Problem details
From the entries that follow, reproduce exactly and only the lines from the line with "TARGET = sunlit leaf" to the line with "TASK = identify one point per instance of the black", endpoints included.

Data under study
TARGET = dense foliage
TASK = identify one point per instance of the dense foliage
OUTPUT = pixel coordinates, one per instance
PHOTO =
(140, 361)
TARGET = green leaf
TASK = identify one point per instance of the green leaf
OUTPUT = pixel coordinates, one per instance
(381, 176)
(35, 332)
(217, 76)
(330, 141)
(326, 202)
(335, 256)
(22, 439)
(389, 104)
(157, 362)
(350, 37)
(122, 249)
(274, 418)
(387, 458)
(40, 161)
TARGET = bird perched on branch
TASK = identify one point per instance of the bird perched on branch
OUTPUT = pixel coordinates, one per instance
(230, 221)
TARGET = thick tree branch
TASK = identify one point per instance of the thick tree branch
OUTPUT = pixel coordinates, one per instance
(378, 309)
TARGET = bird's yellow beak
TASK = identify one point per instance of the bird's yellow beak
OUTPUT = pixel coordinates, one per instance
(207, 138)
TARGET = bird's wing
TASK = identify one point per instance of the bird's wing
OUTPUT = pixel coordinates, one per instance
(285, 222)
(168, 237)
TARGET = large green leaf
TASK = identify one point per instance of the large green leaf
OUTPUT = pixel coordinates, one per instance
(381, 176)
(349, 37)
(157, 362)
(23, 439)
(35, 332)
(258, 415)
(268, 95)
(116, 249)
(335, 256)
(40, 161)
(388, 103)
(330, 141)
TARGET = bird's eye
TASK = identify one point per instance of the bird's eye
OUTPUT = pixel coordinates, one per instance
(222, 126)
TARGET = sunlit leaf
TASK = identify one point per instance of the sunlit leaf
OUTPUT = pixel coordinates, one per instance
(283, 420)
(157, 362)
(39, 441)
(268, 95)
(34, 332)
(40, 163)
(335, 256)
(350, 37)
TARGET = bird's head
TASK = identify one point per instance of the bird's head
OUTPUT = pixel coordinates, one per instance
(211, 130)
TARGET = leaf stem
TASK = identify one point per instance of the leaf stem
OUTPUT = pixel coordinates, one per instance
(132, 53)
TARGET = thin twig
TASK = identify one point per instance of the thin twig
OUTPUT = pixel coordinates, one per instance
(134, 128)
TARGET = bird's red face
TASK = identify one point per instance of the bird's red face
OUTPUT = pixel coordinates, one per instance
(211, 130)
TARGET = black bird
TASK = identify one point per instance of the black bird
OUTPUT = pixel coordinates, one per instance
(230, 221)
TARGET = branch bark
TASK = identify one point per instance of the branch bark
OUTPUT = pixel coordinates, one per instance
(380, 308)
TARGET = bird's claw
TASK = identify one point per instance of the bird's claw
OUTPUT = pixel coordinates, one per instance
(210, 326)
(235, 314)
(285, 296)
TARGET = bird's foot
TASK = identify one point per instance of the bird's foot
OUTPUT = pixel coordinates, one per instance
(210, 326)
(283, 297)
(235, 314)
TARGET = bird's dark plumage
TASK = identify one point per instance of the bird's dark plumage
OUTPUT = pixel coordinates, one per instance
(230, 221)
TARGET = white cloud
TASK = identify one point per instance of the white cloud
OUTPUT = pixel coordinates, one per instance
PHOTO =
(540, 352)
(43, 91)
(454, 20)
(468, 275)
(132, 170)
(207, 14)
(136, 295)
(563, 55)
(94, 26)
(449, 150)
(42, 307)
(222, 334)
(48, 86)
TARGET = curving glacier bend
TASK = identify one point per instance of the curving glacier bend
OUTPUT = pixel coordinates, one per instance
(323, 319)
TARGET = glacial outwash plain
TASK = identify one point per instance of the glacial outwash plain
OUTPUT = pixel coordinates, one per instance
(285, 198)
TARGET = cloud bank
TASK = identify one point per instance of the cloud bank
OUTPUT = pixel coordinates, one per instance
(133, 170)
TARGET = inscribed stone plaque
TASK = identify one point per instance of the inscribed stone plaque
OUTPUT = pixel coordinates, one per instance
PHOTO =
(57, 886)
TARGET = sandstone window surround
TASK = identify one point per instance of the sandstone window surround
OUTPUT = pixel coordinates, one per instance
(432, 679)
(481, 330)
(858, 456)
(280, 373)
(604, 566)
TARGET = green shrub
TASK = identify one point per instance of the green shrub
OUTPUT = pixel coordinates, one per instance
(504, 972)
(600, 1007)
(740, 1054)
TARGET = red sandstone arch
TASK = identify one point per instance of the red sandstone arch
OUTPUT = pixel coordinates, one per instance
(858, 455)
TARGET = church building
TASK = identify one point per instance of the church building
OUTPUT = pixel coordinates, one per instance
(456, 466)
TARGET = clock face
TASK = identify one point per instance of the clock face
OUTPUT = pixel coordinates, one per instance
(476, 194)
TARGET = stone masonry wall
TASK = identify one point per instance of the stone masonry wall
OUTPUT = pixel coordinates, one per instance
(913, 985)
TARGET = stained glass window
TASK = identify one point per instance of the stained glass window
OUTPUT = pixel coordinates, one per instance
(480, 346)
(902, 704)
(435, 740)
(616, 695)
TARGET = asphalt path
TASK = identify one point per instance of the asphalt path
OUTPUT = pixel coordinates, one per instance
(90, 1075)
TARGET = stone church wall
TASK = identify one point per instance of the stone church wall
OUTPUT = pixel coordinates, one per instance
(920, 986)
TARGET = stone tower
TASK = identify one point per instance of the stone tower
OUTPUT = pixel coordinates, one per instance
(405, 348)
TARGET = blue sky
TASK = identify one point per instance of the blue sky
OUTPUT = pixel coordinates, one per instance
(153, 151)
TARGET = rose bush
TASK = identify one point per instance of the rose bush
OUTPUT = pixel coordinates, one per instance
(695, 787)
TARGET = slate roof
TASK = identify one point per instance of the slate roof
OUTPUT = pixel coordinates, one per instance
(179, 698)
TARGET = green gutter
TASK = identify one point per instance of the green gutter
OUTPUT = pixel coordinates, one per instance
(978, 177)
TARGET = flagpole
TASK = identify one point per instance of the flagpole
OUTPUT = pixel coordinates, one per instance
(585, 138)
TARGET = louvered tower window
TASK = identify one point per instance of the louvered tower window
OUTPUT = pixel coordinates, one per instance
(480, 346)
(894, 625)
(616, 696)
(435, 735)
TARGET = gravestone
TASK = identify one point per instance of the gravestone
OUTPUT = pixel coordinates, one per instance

Output
TARGET = sunlit leaf
TASK = identify one point per instance of the sunlit leaf
OUTPUT = pixel coordinates, one per instance
(283, 420)
(157, 362)
(39, 441)
(268, 95)
(34, 332)
(40, 163)
(335, 256)
(350, 37)
TARGET = bird's head
TASK = identify one point per instance of the bird's head
OUTPUT = pixel coordinates, one per instance
(211, 130)
TARGET = leaf stem
TASK = identify one point per instance of the leaf stem
OUTPUT = pixel coordinates, one per instance
(132, 53)
TARGET = thin twig
TASK = identify one point per instance of the thin twig
OUTPUT = pixel coordinates, one per instance
(134, 128)
TARGET = bird's red face
TASK = identify one point per instance of the bird's red face
OUTPUT = pixel coordinates, one per instance
(211, 130)
TARGET = black bird
TASK = identify one point per instance of the black bird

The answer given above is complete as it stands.